• **WORK TASK**: Nothing but the line containing "Target: the cyclist's hand" and the lines after it in the entries below should appear, each repeated exactly.

===

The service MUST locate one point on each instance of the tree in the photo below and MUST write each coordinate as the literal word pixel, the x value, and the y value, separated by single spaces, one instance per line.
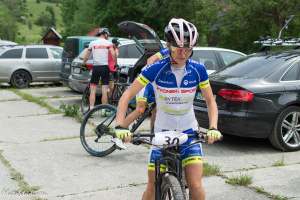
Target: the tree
pixel 8 26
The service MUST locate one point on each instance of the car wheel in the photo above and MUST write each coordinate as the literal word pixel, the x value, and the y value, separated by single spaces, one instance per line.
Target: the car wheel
pixel 20 79
pixel 286 132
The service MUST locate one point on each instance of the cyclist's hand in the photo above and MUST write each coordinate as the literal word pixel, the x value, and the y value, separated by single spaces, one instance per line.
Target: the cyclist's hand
pixel 123 133
pixel 83 65
pixel 213 135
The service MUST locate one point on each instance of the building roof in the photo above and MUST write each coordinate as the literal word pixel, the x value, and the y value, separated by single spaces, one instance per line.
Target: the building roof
pixel 52 33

===

• **EXERCISE OUTPUT**:
Target: the cyclist's hand
pixel 123 133
pixel 83 65
pixel 213 135
The service MUST locate one point on each instance of the building roof in the photo above and MUST write each coordinate as the literal word pixel, the x value, and the y value, separated by single spaces, one instance per line.
Target: the building roof
pixel 52 33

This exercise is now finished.